**** Text section

All hot air aside, Levitt explained his niche became the study of the nichest, yet fascinating, realms of data, and the people who helped unravel them.  Ultimately, though, Levitt was studying the power of incentives, and how they motivated — or didn’t — people across all walks of life.

Like the guy at the IRS who realized there weren’t really 7 million people named “Fluffy,” and how, almost overnight, 7 million people suddenly disappeared from U.S. tax rolls when the Social Security # started being required by filers in 1987 and they could no longer file their ghostly dependents!

Levitt went on to explain he wanted to become the kind of “real economist” who, when he made a mistake, could throw world markets “into convulsions.”  But of course, to be a real economist, he’d have to be good at math, so instead focused on problem sets that nobody else was interested in.

Dubner returned to the fore to explain one of those scenarios, a Yale researcher named Keith Chen who wanted to understand the impact of money in a monkey economy.

That is to say, how capuchin monkeys would react to having money introduced into their milieu (in this case, a research cage at Yale).

The hilarity of the story that ensued couldn’t possibly be done total justice in my retelling here, but know that it had the makings of a great story which you can read more about here in a New York Times article by the authors.

The long and short of it is that monkeys don’t monkey around with money much, at least not how Chen the researcher thought they might, particularly when said money interferes with what the monkeys really wanted more of (food and sex), but they did find a novel way to fit money into their Yale cage monkey business.

As Dubner explained the lesson, economists are all about measuring preferences (revealed and declared), and that the monkeys started to buy more food when the prices of the things they liked to eat most went up, not unlike people.

********
**** Supplied material

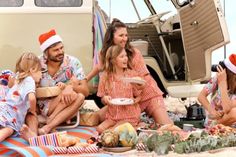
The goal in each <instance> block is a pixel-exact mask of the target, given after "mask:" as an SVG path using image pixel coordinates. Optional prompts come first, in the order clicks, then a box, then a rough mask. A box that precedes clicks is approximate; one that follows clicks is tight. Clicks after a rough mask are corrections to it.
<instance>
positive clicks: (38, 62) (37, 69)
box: [15, 52, 41, 83]
mask: <svg viewBox="0 0 236 157" xmlns="http://www.w3.org/2000/svg"><path fill="white" fill-rule="evenodd" d="M30 70H32V71H35V72H36V71H40V70H41V64H40V60H39V58H38V57H37V56H36V55H35V54H34V53H31V52H29V53H24V54H22V55H21V57H20V58H19V59H18V60H17V62H16V69H15V72H16V73H18V75H17V81H18V83H20V82H21V81H22V80H23V79H24V78H26V77H27V76H29V75H30Z"/></svg>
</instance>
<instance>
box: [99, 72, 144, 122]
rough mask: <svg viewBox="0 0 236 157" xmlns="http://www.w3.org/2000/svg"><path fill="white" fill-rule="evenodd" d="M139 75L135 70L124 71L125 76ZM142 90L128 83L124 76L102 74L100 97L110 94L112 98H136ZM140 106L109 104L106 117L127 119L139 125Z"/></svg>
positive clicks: (114, 118)
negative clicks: (119, 76) (124, 80)
mask: <svg viewBox="0 0 236 157" xmlns="http://www.w3.org/2000/svg"><path fill="white" fill-rule="evenodd" d="M135 76H138V75H137V73H136V72H135V71H133V70H127V71H125V72H124V77H135ZM140 93H141V91H139V90H137V89H136V88H134V87H133V86H132V85H131V84H130V83H126V82H124V81H123V80H122V78H117V77H116V76H115V75H113V76H112V77H109V78H108V77H107V73H106V72H103V73H102V74H101V76H100V80H99V85H98V92H97V95H98V96H99V97H103V96H105V95H109V96H111V97H112V98H134V97H135V96H138V95H139V94H140ZM140 114H141V110H140V106H139V105H138V104H134V105H109V106H108V110H107V113H106V119H110V120H113V121H116V122H119V121H127V122H129V123H131V124H132V125H134V126H135V125H137V124H138V123H139V119H140Z"/></svg>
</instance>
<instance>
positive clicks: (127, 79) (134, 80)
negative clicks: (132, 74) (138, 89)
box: [122, 77, 146, 85]
mask: <svg viewBox="0 0 236 157" xmlns="http://www.w3.org/2000/svg"><path fill="white" fill-rule="evenodd" d="M122 80H123V81H125V82H128V83H137V84H141V85H142V84H145V83H146V81H145V80H144V79H142V78H141V77H124V78H122Z"/></svg>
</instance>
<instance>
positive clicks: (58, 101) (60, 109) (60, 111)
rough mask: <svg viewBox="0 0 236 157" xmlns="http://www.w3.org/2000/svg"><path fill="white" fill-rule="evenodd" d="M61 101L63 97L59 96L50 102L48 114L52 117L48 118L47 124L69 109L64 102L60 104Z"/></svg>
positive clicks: (53, 99)
mask: <svg viewBox="0 0 236 157" xmlns="http://www.w3.org/2000/svg"><path fill="white" fill-rule="evenodd" d="M60 100H61V96H60V95H59V96H57V97H56V98H54V99H53V100H51V101H50V102H49V106H50V109H49V113H48V114H50V116H48V117H47V124H48V123H50V122H51V121H52V120H53V119H54V118H55V117H56V115H57V114H58V113H60V112H61V111H62V110H63V109H65V108H66V107H67V105H66V104H65V103H63V102H60ZM50 112H52V113H50Z"/></svg>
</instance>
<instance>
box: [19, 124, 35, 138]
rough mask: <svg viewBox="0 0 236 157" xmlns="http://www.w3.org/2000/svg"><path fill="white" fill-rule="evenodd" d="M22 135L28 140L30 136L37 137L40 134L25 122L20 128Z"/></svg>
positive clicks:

********

Task 1 =>
Edit the stored data records starting at their first line and ending at the line containing "positive clicks: (114, 118)", swapping "rough mask" for "coarse mask" everywhere in that stretch. Leave the picture out of your answer.
Task 2 =>
Pick up the recap of the Levitt and Dubner talk and carry it forward from its final sentence.

Exercise response 1 =>
The goal in each <instance> block is a pixel-exact mask of the target, given after "mask:" as an SVG path using image pixel coordinates. Optional prompts come first, in the order clicks, then a box, then a coarse mask. A box that precedes clicks is approximate; one that follows clicks is tight. Clicks after a coarse mask are corrections to it.
<instance>
positive clicks: (38, 62) (37, 69)
box: [15, 52, 41, 83]
mask: <svg viewBox="0 0 236 157" xmlns="http://www.w3.org/2000/svg"><path fill="white" fill-rule="evenodd" d="M30 70H32V71H35V72H36V71H40V70H41V64H40V60H39V58H38V57H37V56H36V55H35V54H34V53H31V52H29V53H24V54H22V55H21V57H20V58H19V59H18V60H17V62H16V69H15V72H16V73H18V75H17V81H18V83H20V82H21V81H22V80H23V79H24V78H26V77H27V76H29V75H30Z"/></svg>
</instance>
<instance>
box: [99, 72, 144, 122]
coarse mask: <svg viewBox="0 0 236 157" xmlns="http://www.w3.org/2000/svg"><path fill="white" fill-rule="evenodd" d="M139 75L135 70L124 71L125 76ZM142 90L128 83L124 76L102 74L100 97L110 94L112 98H136ZM140 106L109 104L106 117L127 119L139 125Z"/></svg>
positive clicks: (114, 118)

Exercise response 2 =>
Ultimately, it’s all about loss aversion, whether the loss be more food or sex.

Speaking of the latter, Levitt returned at this point to close out the session, using another anecdotal example that demonstrated the power of pricing in that most marginal of markets, prostitution.

Never one to shy away from the fringes, Levitt explained how he became acquainted with a high dollar escort in Chicago through a “mutual acquaintance” and who was interested in helping him with his research on the economics of street level escorts.

Turns out, the escort had a Palm Pilot filled with useful data for his investigation, but also came loaded with a background in computer programming and now street business savvy, and she was ultimately able to one-up Levitt when he asked her to lecture to one of his classes, charging a full $100 more per hour than her standard hourly rate, but apparently giving one of the best lectures at the University of Chicago that his students had had in their entire four year tenure.

Though it may not have said much about he and his colleagues’ teaching abilities, the story did reveal to the global IOD audience that Levitt and Dubner continue to unearth powerful data where seemingly none exist, and to relate the revealing insights behind that data in a way that gives testament to the truths and lies of the human condition.